Task directions
Every record is to be printed exactly as written; pictures are to be omitted.

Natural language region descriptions
====
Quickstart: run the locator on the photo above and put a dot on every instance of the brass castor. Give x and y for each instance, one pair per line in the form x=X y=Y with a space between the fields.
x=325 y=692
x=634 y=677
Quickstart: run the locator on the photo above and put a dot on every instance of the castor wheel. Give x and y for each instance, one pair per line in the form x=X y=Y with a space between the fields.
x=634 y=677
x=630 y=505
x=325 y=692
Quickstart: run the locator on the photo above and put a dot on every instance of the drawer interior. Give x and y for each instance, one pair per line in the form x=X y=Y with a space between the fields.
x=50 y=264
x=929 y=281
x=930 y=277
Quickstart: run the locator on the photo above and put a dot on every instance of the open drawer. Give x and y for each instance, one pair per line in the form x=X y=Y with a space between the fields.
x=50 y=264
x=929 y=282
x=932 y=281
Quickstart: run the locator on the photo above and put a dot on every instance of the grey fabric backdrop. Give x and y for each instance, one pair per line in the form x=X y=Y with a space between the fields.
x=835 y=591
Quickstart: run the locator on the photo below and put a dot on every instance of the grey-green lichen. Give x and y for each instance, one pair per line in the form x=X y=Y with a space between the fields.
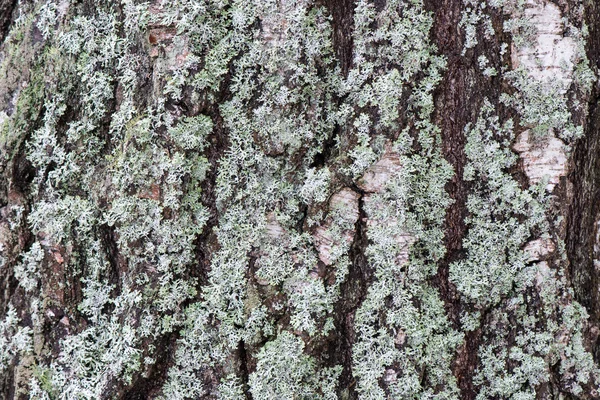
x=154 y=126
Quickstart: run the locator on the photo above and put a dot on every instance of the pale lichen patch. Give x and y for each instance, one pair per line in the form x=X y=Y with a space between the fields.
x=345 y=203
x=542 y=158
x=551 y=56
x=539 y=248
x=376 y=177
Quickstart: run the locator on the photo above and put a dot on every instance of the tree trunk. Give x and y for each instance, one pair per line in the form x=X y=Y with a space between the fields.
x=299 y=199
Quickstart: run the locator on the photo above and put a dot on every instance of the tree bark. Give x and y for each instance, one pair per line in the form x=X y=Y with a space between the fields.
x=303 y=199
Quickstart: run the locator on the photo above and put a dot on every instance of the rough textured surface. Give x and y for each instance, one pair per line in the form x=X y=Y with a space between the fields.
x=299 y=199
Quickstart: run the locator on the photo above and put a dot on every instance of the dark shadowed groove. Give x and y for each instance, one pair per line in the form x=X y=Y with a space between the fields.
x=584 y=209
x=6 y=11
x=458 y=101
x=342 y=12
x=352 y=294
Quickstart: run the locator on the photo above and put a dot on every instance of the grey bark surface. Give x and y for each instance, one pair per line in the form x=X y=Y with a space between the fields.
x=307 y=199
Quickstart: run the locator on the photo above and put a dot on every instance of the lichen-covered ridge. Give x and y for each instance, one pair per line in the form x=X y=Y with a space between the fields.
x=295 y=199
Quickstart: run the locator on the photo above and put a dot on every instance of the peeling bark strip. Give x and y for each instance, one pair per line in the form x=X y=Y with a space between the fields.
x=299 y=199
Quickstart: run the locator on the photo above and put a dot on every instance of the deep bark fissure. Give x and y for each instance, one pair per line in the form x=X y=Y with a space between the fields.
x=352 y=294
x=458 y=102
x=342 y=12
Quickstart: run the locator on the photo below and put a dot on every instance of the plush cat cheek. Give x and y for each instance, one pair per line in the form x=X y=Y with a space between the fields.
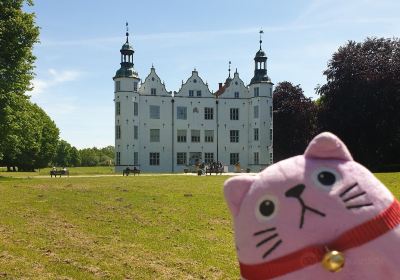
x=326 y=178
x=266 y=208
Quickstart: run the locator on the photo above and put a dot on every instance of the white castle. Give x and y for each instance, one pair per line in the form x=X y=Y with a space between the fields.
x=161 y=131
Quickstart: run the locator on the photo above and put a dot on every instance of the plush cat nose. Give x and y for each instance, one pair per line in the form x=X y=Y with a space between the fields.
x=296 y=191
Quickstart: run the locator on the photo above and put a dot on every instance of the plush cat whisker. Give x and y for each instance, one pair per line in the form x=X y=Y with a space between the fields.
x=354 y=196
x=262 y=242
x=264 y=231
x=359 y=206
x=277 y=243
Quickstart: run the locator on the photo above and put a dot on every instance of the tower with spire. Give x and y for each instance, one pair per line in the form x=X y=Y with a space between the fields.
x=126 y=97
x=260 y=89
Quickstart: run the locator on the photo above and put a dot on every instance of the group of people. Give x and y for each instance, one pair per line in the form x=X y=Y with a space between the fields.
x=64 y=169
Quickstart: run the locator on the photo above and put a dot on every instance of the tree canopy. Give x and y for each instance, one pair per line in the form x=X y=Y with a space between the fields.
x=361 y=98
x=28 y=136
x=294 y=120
====
Solved problem
Quickstart: run the locator on the photo above and put a dot on every instance of the brass castor. Give x and y for each instance, one pair per line in the form x=X y=Y with a space between the fields.
x=325 y=692
x=634 y=677
Quickstart: run the locator on the photo above and put a dot on every instance of the castor wheel. Give x and y for each instance, one pair per line in the form x=X y=Y with a space between the fields.
x=634 y=677
x=630 y=505
x=325 y=692
Quickstart: run the locator on the photo above and put a dot on every instance of the drawer interior. Give x and y for each instance, one pair per line in the form x=X y=Y with a space between the fields.
x=50 y=264
x=929 y=281
x=930 y=277
Quickstart: run the locator on the photo above and put a dot on every instance of the open drawer. Give x and y for each instance, one pair per line in the form x=X y=Y with a space between the fields.
x=50 y=264
x=929 y=282
x=932 y=281
Quickstart: run the locator on the photo above and put a dot on every instance of the grey fabric backdrop. Give x and y for each instance, one pair per line in the form x=X y=Y with a space between the fields.
x=835 y=591
Quickstart: run the locator on the photo below and put a dot on every instance of the grey-green lichen. Give x and y for each instance, one pair per line in the form x=X y=Y with a space between the fields.
x=154 y=126
Quickstart: run the locator on the photo above and put a dot on every instance of the pale lichen patch. Give x and y for each instance, one pair per line in the form x=X y=Y with a space between the fields.
x=345 y=203
x=542 y=158
x=551 y=56
x=539 y=248
x=376 y=177
Quickstart: run the locator on the photo above and put a dot on every instance of the tree trunk. Give x and y for each instance, one pair per line in the form x=X y=Y with a space between the fields.
x=299 y=199
Quickstart: run the locator on the photo above and put a dot on every instance of the tree bark. Give x and y for each instance, one pair per line in the form x=X y=Y with a space between the fields.
x=303 y=199
Quickstart: run the locator on the photo above and put a dot on every instance of the rough textured surface. Give x and y for each instance, one pair per line in the form x=X y=Y with a space between the fields.
x=299 y=199
Quickstart: run the locator on the photo above and put a dot on every instance of the dark shadowed groove. Give x and y for each instance, one pair per line in the form x=X y=Y with a space between the fields.
x=584 y=209
x=6 y=11
x=458 y=101
x=342 y=12
x=352 y=294
Quickstart: run the locator on the photo above and put a dot on every instance of the grey bark surface. Give x and y for each instance, one pair per line in the form x=X y=Y with a space between the fields.
x=307 y=199
Quickstart: run the locator on the photo above and put a dot on every instance of the lichen-covered ridge. Give x and y for each instance, one pair per line in the form x=X y=Y with a space between the fields.
x=295 y=199
Quickstart: run the locator on the photo above and put a dot on every instance of the peeling bark strip. Give x and y for each instance, one pair per line in the form x=X y=Y with a space between the fields.
x=299 y=199
Quickstart: run the locator on the photo above and put a dot on every instance of the deep bark fissure. Give x and y for each instance, one pair per line in the form x=X y=Y with a space between the fields.
x=352 y=294
x=458 y=102
x=342 y=12
Quickstart: run the locator on the photo below and put a dot on every instance of the plush cat cheek. Give x and y for each instance, one pair per line in the form x=X y=Y with a space between the fields.
x=326 y=178
x=266 y=208
Quickstart: run the locator on the photo above and put a dot on every instance of the white castle. Give x and y for each instance, one pair per line in the form x=X y=Y with a space between the fields.
x=161 y=131
Quickstart: run the locator on the photo above and put a dot on every instance of the plush cat nose. Give x and y for each instance, one pair per line in the form x=X y=Y with a space between the fields.
x=296 y=191
Quickstart: run the locator on the photo above and put a dot on every instance of the plush cat whisker. Give x and y for each instance, one pair per line in the form x=X y=Y with a space between the fields.
x=354 y=196
x=262 y=242
x=264 y=231
x=359 y=206
x=277 y=243
Quickstart: run the locator on the photo above and put a dot on every instance of the tower with spire. Give x and y for each instance, one pair per line in the form x=X y=Y with a space between the fields.
x=126 y=97
x=260 y=89
Quickstart: run the locator on the photo above and put a dot on every instance of the group of people. Give x and y for each instance, one pair per line in the form x=X y=Y with a space between the fields.
x=64 y=169
Quickstart: run the locator on the photo above and put a dot on every instance of the tree canopy. Give x and y for each instance, one pair per line in the form x=X y=Y with a space between the fields.
x=361 y=98
x=28 y=136
x=294 y=120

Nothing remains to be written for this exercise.